____ Records provided

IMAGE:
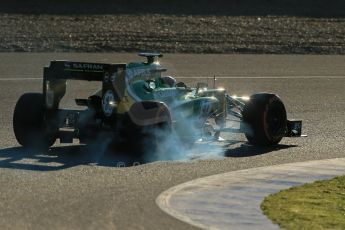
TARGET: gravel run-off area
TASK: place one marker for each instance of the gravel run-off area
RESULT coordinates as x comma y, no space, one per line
171,33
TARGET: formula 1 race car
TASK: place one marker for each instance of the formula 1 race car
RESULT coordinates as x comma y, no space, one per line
134,100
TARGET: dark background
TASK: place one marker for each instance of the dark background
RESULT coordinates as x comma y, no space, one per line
308,8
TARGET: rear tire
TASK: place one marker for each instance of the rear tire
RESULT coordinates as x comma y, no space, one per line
29,124
264,118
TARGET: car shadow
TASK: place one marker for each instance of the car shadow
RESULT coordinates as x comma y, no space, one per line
247,150
62,157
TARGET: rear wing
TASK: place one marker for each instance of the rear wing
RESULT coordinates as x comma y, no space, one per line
57,73
67,70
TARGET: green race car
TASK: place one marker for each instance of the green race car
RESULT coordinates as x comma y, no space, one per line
136,103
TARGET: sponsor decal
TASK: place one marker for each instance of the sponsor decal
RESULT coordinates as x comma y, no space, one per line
83,66
165,93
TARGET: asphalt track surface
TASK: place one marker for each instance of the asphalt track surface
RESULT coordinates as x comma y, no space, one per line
78,187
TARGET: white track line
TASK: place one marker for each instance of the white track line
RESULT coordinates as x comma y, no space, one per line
205,77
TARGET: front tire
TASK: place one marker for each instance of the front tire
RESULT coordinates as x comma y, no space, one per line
29,124
265,120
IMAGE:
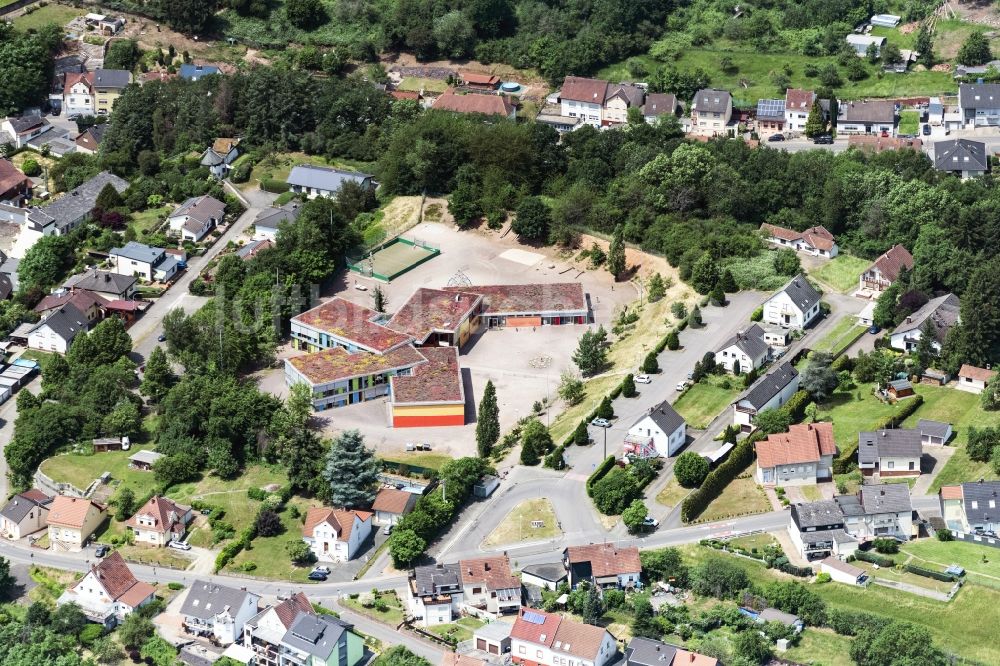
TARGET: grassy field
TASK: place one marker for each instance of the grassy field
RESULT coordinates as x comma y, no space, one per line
742,496
701,403
516,527
840,273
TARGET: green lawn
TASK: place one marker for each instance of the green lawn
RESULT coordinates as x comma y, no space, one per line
840,273
701,403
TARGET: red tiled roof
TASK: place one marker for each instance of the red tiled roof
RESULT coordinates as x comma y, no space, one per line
430,310
437,380
606,559
801,444
895,259
496,105
352,322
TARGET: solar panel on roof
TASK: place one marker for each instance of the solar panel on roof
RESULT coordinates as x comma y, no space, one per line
533,618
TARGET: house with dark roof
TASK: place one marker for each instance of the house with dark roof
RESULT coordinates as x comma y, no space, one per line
217,612
745,351
769,392
881,274
803,455
890,453
961,157
941,314
794,306
109,592
24,514
660,432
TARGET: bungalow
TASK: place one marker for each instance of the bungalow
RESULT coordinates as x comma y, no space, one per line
890,453
392,504
769,392
744,352
196,217
336,535
547,639
109,592
803,455
71,522
660,432
317,181
961,157
159,521
885,270
710,112
603,564
816,241
795,306
875,117
941,313
217,611
24,514
974,379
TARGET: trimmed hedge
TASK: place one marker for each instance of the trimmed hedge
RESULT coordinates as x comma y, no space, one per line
602,470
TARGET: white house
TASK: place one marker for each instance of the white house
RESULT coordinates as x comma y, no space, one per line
196,217
336,535
795,306
745,351
942,313
217,611
769,392
109,592
661,432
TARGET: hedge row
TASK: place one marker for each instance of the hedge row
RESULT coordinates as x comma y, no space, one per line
717,480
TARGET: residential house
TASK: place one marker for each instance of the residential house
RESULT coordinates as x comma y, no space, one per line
217,612
336,535
744,352
144,262
583,98
961,157
109,592
798,104
24,514
15,187
885,270
603,564
219,157
107,285
710,112
547,639
486,104
268,220
942,313
816,241
71,522
971,508
769,392
867,117
890,453
795,306
196,217
317,181
159,521
803,455
649,652
770,117
660,432
974,379
392,504
979,104
56,332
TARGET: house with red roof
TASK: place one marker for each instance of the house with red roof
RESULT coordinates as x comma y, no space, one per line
336,535
803,455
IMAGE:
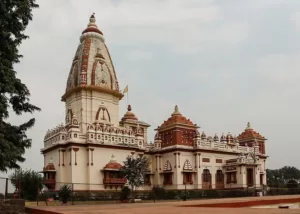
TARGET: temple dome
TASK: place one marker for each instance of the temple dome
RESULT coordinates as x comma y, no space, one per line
129,115
250,133
177,119
92,67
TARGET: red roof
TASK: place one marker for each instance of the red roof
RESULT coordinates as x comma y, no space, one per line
49,167
113,165
177,118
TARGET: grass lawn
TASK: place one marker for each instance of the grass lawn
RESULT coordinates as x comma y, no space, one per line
58,203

________

The task
Substitute "put a single point" for every occurrence of "place one marker" in the material above, and write out all of it again with nothing else changed. Leave the pictures out.

Answer to the task
IMAGE:
TARGET: gravel run-off area
TASK: put a single point for each instance of the gravel run-off area
RESULT coordinates as x comma y, no space, one per line
171,33
TARGET: formula 1 race car
TASK: put a single point for each instance of the formula 1 race car
RESULT coordinates as x comma y, no space, one per line
134,100
TARGET: dark background
TASK: put a single point for each instance of the dark background
RESULT coordinates as x comma y, no space, one per line
308,8
TARGET: rear tire
TASK: put a single point for each instance of the rear tire
RESULT coordinates as x comma y, no space, one per line
29,124
264,118
TARGET: car shadow
TASK: put a single point for each instance of the car shadow
RESULT coordinates as x comma y, no space, one per line
247,150
62,157
TARGET: rear wing
TASK: put a single point for each instance of the rear wing
RESULT coordinates as x comma y, no space, one per line
57,73
67,70
TARGET: green race car
TASK: put a single point for each instance of the green race car
RESULT coordinates as x comma y, no space, one per line
136,103
TARGET: sponsor decal
TASK: put a single point for each instance of the sponsor decal
RESULT coordinates as x comma y, no space, one per line
83,66
165,93
TARGET: asphalt track surface
TASK: put a single point for each instance of the asphalt track surface
RESULT coordinates as x comma y, no space, one per line
78,187
TARGET: white track line
TASK: put a single point for each instance of the white track line
RESULT coordinates as x comma y, no space, one per line
205,77
TARGET: front tire
TASK: put a single point for each instance of the front tire
RESULT coordinates as x comma y, no space, one per line
29,124
265,120
IMAGE:
TARGET: grassy field
TASK: put a single point for each instance of the grassy field
RESULT coordinates as x comma y, no space, one per line
742,496
701,403
516,527
840,273
TARGET: green lawn
TASK: put a single point for each instance of the green lawn
RESULT coordinates as x comma y, no space, one per line
840,273
701,403
TARGET: red tiled roof
TASK: put a single point for each instance of the red tiled roof
RESULT coordinates as x comma y, no space, one per line
430,310
437,380
606,559
801,444
895,259
496,105
352,322
TARGET: solar panel on roof
TASK: put a single point for each instance of the solar panel on roof
RESULT coordinates as x comma y, no space, one per line
533,618
TARGET: house with dark roof
TASK: put a single point for each instance of the house with dark roof
RESULT coordinates as x comma y, no space, one per line
217,612
745,351
769,392
881,274
803,455
890,453
961,157
941,314
794,306
109,592
24,514
660,432
TARGET: bungalow
TASK: put a single point for each instance of the bungalow
RESULT coordinates as x comma y, no space, one per line
890,453
392,504
769,392
744,352
196,217
336,535
547,639
109,592
803,455
71,522
660,432
317,181
961,157
159,521
885,270
710,112
603,564
816,241
795,306
875,117
941,313
217,611
24,514
974,379
TARGET: trimmed hedge
TASK: put a single point for each instance of the trimmed hedge
RESULT coordinates as x comma y, no space, one per line
602,470
TARGET: white house
TASK: put a single point for each instance of the white house
RESULT coordinates as x comma y, no space, one per line
196,217
336,535
795,306
745,351
942,313
217,611
769,392
109,592
661,432
TARGET: hedge row
TASK: put a single point for each instance of the hedge row
RESULT coordinates as x comma y, no space, one per line
717,480
TARGET: residential house
TASK: put a single point for each instance of the residential house
RESULT coordinates as x comma y, no space, one per line
217,612
336,535
744,352
144,262
583,98
961,157
109,592
798,104
24,514
15,187
885,270
603,564
219,157
107,285
710,112
547,639
486,104
268,220
942,313
816,241
71,522
971,508
769,392
867,117
890,453
795,306
196,217
317,181
159,521
803,455
649,652
770,117
660,432
974,379
392,504
979,104
56,332
TARGET: house with red roof
TASK: put a single point for each instance of the house with red roof
RESULT coordinates as x comma y, no space, one per line
336,535
803,455
IMAGE:
TARGET: temple dome
TASK: put a single point for each instance of the temple dome
RESULT coordinates as x comma y, no space, one per line
129,115
250,133
177,119
92,67
TARGET: red roof
TASK: put a single point for each instance of the red roof
RESULT coordinates as x comma y, no space, one per line
49,167
113,165
177,118
TARGET: grass lawn
TASK: put a single point for each instance of the grass lawn
RESULT coordinates as x comma y, no space, one per line
58,203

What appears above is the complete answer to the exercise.